**Task to complete:** Reproduce the passage on the NYPD Organized Crime Control Bureau in full, character for character.

- Active: November 19, 1971 - March 2016
- Country: United States
- Agency: New York Police Department
- Abbreviation: OCCB

Structure
- Officers: 1,600
- Divisions: Narcotics Division; VICE Enforcement Division; Auto Crime Division; Gang Division; Firearms Division; Investigative Support Division; Organized Crime Investigations Division;

= New York City Police Department Organized Crime Control Bureau =

Disbanded bureau of New York Police Department

The Organized Crime Control Bureau (OCCB) was one of the ten bureaus that formed the New York Police Department. The Bureau was charged with the investigation and prevention of organized crime within New York City. The OCCB was disbanded in March 2016 with all investigative entities moved to the Chief of Detectives' office. The reason for this was the NYPD launching a major reshuffle of its investigative forces, consolidating several of them in an effort to tackle the city's biggest crime problem — violence by gangs and youth crews.

**Raw records:**
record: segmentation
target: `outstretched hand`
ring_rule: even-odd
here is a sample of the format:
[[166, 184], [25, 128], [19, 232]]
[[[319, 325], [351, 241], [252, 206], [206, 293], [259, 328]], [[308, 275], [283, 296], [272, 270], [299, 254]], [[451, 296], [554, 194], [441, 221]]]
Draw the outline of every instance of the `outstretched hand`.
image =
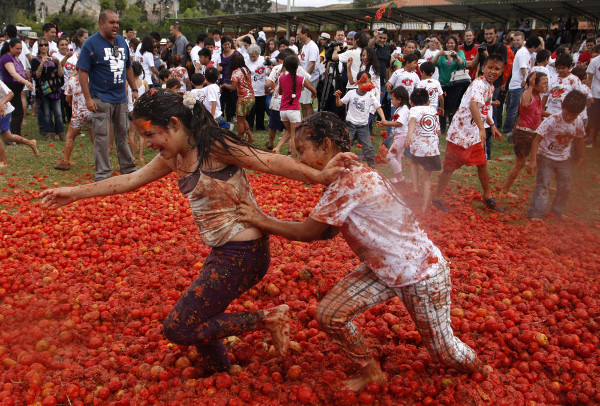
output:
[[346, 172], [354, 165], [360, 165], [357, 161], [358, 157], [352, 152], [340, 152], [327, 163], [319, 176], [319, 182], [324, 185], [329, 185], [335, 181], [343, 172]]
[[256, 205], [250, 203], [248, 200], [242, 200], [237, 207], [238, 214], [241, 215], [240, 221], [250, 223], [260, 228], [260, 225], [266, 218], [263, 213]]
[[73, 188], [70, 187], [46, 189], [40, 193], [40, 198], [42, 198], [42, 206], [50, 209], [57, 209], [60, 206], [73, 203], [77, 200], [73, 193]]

...

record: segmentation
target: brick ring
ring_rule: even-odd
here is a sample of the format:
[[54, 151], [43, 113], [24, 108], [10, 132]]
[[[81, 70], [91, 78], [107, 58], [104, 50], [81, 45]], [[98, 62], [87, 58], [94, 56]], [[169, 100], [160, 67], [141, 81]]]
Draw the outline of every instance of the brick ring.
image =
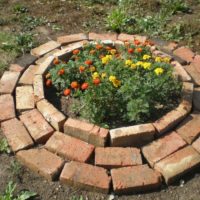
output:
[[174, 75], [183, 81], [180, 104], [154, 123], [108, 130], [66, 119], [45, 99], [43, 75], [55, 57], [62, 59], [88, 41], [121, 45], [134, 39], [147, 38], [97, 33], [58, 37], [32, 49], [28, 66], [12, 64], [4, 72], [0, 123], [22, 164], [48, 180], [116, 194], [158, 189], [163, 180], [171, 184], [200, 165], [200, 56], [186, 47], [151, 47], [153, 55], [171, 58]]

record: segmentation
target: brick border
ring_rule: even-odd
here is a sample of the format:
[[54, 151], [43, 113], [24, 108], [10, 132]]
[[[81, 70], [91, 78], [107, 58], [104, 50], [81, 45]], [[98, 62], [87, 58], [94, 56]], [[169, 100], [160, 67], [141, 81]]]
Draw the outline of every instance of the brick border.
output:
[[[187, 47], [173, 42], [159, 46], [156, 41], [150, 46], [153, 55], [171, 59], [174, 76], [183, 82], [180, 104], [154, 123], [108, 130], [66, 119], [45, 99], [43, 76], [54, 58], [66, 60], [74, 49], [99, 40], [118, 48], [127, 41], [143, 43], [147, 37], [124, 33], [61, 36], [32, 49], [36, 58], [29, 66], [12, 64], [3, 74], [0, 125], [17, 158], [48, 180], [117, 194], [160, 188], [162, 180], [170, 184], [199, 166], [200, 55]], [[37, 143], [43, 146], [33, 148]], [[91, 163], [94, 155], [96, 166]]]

* * *

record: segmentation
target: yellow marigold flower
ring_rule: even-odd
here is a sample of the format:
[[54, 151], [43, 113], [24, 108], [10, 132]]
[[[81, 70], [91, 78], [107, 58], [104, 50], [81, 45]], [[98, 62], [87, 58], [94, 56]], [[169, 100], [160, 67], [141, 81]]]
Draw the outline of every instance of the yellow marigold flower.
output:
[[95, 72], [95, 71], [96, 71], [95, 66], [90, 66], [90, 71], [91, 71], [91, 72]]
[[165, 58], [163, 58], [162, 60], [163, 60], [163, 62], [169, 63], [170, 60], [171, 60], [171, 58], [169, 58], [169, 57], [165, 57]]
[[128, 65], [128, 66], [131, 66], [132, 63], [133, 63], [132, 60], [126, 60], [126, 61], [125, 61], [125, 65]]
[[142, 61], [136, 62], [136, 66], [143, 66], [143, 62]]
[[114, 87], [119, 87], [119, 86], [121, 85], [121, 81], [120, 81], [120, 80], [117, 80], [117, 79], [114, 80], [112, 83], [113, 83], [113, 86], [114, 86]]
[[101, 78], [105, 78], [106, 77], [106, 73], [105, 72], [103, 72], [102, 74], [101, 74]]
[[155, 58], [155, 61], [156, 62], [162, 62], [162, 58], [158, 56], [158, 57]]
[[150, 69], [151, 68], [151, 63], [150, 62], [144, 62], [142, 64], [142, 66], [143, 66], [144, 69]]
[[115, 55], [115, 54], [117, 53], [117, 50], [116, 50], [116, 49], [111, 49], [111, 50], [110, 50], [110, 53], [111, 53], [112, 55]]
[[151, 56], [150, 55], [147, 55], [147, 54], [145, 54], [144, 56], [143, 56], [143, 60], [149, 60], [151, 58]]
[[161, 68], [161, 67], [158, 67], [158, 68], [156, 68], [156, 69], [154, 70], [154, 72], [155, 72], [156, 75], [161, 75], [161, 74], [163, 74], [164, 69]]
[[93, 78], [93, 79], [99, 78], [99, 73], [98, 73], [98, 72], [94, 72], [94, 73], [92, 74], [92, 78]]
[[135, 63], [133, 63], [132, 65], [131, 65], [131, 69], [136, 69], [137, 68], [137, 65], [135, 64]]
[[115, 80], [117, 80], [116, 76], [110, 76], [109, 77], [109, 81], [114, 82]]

**Written solution:**
- Active: November 19, 1971 - March 2016
- Country: United States
- Agency: New York Police Department
- Abbreviation: OCCB

Structure
- Officers: 1,600
- Divisions: Narcotics Division; VICE Enforcement Division; Auto Crime Division; Gang Division; Firearms Division; Investigative Support Division; Organized Crime Investigations Division;

= New York City Police Department Organized Crime Control Bureau =

Disbanded bureau of New York Police Department

The Organized Crime Control Bureau (OCCB) was one of the ten bureaus that formed the New York Police Department. The Bureau was charged with the investigation and prevention of organized crime within New York City. The OCCB was disbanded in March 2016 with all investigative entities moved to the Chief of Detectives' office. The reason for this was the NYPD launching a major reshuffle of its investigative forces, consolidating several of them in an effort to tackle the city's biggest crime problem — violence by gangs and youth crews.